## SELECTED PASSAGE
NaBloPoMo post 4: Hey, Jealousy

Nov 04, 2014 22:38

It seems that what baffles monogamous people most about polyamory is the issue of jealousy. So tonight I'm going to talk a little about that. It's the biggest culture shift: movies about monogamous romance grapple enormous amounts of jealousy over the mere suggestion of a love interest having interest in another.

So how can one manage jealousy in a relationship of three or more?

I've heard some poly people say that they just don't get jealous at all, they're not wired that way. In the place of jealousy, they feel compersion, a warmth and joy at seeing their loved one being happy with another. I definitely feel compersion, there's a photo on our fridge of a close friend of mine in a tent with Coyote. I look at it and feel the same glow I always had about that couple.

But I am susceptible to jealousy too, and I think most people are.

The thing to remember is that jealousy isn't an emotion that you have to just sit there and sulk through. It's almost always your psyche calling attention to something you lack. "Ugh, I hate that they're on a date night!" if you sift through that, you might well find the base need is, "I feel like it's been a long time since he's taken me out on the town". And so on for other emotional and physical needs.

## EXTRACTED ENTRIES
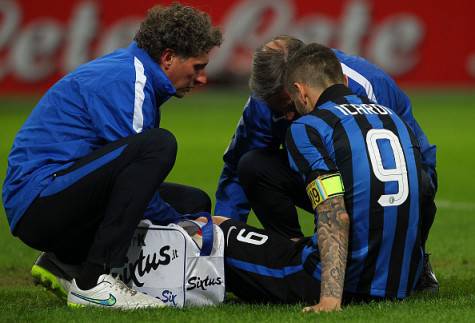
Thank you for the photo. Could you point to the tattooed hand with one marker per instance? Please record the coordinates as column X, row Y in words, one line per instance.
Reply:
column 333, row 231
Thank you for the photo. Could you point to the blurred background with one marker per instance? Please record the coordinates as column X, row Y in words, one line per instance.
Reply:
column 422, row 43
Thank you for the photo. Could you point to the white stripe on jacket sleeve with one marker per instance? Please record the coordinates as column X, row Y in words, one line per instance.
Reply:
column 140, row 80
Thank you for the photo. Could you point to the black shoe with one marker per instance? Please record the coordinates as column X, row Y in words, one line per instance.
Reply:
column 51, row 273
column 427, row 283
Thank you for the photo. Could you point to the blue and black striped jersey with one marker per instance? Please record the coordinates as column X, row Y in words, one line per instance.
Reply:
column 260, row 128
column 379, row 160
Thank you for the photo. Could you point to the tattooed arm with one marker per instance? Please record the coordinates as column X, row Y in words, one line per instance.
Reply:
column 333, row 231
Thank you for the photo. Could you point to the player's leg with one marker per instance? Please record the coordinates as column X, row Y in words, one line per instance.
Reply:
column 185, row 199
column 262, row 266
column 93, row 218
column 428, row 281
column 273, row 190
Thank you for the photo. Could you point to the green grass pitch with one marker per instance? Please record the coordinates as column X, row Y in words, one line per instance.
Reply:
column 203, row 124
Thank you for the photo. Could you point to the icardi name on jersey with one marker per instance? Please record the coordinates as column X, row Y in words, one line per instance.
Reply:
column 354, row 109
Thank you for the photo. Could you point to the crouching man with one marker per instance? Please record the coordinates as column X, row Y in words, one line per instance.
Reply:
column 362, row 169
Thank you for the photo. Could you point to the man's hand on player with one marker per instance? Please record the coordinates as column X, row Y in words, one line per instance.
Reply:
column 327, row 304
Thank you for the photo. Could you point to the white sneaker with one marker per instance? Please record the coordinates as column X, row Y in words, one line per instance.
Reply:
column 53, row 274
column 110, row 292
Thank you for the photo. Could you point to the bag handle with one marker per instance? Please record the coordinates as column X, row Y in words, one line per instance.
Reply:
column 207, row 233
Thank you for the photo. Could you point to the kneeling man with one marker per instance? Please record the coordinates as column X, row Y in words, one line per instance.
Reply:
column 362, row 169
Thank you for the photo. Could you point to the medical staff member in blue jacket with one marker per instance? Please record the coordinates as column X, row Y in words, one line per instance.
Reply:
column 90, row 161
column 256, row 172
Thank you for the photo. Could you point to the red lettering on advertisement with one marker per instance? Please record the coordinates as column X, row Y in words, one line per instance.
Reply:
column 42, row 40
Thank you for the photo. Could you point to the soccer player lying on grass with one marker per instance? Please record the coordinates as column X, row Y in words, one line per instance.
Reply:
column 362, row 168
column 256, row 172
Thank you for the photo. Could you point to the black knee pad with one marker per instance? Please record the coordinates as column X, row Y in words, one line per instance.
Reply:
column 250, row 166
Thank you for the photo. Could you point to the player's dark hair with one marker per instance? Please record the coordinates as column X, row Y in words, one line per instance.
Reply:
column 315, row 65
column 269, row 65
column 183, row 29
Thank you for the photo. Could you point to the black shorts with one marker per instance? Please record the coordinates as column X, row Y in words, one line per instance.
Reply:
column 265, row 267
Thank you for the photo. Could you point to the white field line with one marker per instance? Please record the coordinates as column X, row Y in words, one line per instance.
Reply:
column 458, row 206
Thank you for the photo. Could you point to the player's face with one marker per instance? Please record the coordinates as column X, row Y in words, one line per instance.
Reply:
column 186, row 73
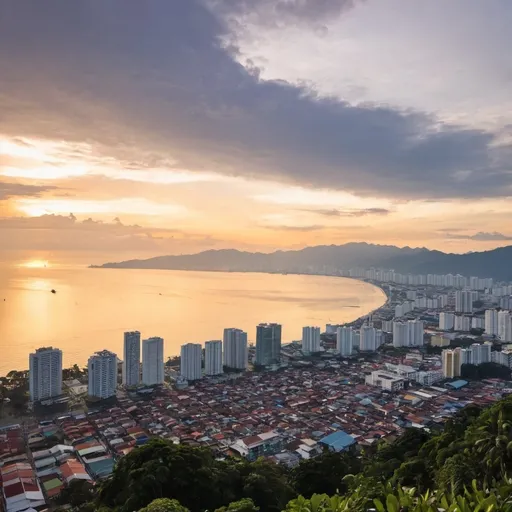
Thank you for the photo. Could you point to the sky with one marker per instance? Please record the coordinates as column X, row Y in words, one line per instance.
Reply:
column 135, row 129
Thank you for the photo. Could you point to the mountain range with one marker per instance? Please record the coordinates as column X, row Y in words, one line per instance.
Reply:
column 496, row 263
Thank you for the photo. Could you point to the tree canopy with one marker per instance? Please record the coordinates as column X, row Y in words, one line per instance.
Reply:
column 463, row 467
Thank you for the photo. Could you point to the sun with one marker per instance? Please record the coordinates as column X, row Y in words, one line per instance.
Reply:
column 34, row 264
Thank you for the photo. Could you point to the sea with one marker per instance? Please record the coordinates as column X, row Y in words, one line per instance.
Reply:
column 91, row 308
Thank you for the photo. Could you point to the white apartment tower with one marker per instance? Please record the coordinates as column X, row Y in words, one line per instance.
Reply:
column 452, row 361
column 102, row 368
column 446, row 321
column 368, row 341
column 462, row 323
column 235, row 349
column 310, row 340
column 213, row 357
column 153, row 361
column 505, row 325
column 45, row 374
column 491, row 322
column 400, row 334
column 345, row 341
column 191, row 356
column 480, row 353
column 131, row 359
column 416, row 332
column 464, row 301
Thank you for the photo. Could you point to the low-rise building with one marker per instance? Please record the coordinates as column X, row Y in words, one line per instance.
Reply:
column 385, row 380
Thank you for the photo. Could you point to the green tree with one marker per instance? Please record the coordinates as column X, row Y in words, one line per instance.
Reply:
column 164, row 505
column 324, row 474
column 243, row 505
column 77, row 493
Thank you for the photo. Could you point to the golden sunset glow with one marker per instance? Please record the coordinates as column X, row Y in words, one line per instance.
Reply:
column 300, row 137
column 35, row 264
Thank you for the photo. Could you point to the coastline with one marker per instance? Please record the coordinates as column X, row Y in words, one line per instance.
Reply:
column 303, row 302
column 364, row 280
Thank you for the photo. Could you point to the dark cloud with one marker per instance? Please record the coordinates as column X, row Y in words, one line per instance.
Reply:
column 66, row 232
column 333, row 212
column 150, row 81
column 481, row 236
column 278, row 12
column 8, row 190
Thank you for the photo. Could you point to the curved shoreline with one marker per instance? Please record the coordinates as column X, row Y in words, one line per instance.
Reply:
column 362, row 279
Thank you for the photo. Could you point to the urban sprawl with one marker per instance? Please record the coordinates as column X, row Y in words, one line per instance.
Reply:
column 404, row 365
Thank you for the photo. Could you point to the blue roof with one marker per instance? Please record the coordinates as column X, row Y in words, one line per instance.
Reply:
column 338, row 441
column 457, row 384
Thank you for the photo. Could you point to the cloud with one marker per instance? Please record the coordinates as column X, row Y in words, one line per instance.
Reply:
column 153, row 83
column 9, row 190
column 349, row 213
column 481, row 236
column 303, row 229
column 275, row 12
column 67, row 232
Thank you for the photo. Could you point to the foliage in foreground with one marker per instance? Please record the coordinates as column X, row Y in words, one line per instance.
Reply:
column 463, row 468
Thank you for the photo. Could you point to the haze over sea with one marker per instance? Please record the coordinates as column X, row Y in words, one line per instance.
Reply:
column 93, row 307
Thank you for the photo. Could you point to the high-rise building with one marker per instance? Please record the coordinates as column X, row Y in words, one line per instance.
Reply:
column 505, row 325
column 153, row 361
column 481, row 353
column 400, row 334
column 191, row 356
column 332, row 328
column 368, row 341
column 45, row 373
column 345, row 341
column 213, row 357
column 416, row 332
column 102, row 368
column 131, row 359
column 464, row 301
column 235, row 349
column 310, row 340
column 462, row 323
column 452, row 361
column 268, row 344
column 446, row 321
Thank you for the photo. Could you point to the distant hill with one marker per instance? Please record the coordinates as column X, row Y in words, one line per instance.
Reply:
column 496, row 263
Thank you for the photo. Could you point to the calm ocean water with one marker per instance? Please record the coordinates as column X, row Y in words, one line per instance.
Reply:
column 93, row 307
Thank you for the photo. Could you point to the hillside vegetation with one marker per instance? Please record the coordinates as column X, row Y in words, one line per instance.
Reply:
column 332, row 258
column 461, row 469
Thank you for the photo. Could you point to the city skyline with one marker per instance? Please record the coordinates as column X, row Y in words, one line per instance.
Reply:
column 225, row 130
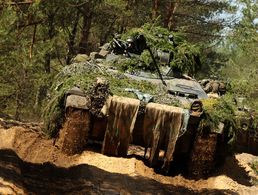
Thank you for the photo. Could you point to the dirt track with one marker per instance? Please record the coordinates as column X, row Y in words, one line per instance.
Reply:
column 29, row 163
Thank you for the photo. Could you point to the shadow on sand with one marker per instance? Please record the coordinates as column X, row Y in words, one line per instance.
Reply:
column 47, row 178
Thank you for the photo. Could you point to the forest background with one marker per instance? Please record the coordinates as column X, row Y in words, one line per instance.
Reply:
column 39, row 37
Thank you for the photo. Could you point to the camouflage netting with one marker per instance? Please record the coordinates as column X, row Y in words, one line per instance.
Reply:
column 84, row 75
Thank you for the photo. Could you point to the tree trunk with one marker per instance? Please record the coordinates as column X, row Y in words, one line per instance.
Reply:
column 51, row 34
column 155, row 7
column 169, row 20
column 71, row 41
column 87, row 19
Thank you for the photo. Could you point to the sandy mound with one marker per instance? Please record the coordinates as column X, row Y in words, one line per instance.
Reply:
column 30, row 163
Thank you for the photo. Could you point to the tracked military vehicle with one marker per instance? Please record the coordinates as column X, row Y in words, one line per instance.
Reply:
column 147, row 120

--

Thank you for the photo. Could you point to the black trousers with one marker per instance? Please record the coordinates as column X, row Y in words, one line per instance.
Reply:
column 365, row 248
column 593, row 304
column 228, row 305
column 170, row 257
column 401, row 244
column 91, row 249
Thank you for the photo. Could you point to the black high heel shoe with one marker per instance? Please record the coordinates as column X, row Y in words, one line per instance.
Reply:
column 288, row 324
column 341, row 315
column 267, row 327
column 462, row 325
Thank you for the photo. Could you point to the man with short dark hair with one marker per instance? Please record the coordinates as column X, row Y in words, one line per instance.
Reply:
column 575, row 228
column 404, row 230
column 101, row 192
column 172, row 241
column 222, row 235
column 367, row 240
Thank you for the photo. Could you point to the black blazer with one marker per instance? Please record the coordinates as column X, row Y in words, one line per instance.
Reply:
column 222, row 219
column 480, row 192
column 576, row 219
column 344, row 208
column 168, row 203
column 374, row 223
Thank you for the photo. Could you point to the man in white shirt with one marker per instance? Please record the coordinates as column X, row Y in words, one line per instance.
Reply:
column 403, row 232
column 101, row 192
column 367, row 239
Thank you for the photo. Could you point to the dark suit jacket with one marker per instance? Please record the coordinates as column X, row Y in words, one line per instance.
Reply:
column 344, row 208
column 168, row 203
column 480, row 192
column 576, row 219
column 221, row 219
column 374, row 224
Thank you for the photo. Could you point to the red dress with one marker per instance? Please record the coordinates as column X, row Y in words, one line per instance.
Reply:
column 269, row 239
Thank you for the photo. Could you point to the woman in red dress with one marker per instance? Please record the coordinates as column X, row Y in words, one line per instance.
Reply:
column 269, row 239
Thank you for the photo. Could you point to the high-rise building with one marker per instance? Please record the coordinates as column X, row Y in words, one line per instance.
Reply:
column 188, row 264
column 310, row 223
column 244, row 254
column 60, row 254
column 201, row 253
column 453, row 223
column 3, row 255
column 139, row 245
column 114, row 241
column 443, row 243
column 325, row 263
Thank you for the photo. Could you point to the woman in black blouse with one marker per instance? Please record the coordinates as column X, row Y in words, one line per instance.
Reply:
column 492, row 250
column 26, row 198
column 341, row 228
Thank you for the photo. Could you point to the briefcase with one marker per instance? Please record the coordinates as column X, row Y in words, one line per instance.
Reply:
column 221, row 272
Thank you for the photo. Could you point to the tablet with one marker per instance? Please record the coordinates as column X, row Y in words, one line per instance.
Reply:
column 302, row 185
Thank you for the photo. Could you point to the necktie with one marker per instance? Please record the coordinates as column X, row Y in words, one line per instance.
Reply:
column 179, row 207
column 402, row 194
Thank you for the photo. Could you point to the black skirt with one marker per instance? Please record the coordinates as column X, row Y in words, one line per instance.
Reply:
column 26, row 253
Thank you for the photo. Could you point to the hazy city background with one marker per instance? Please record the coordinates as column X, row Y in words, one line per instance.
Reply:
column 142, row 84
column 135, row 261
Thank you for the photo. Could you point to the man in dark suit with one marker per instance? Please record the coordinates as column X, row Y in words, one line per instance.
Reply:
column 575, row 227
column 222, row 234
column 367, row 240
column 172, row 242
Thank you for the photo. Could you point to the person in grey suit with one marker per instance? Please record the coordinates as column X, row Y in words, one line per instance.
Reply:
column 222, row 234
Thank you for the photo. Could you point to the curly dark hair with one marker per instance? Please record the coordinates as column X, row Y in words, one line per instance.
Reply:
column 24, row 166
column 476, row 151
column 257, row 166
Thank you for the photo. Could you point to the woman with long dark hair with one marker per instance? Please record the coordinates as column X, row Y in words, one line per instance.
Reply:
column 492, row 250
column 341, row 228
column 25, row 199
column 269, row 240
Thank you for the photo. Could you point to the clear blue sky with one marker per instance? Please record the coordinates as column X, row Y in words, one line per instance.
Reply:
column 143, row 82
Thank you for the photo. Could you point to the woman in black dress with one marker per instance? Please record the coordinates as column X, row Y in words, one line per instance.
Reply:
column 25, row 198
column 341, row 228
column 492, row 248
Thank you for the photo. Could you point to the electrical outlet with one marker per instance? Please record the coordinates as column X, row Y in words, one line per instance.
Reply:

## WRITTEN TASK A
In the blog post on polyamory and jealousy, what term names the warmth and joy felt at seeing a loved one happy with someone else?
## WRITTEN TASK B
Carry on the blog post on polyamory and jealousy, picking up after its final paragraph.

## RESULT A
Compersion.

## RESULT B
Polyamory takes a huge amount of communication, between all partners. It's good to realize that what you're aching for is a date with your Primary, say, but then you need to be able to tell him so. Polyamory breaks down when that essential communication falls off, which is why studies have shown that polyamorous people are better at "checking in" and all-around communication skills than monogamous folks. We have to be, it's vital to our way of life.

The most treacherous time for poly relationships is when a new partner comes into the fold. Hence why I was so glad I could give an advance early warning, the last time I saw it approaching. There's about three months of any relationship where you feel the butterflies all the time. Everything is extra shiny and happy, you're twitterpated! Poly folk call that "NRE", which stands for New Relationship Energy.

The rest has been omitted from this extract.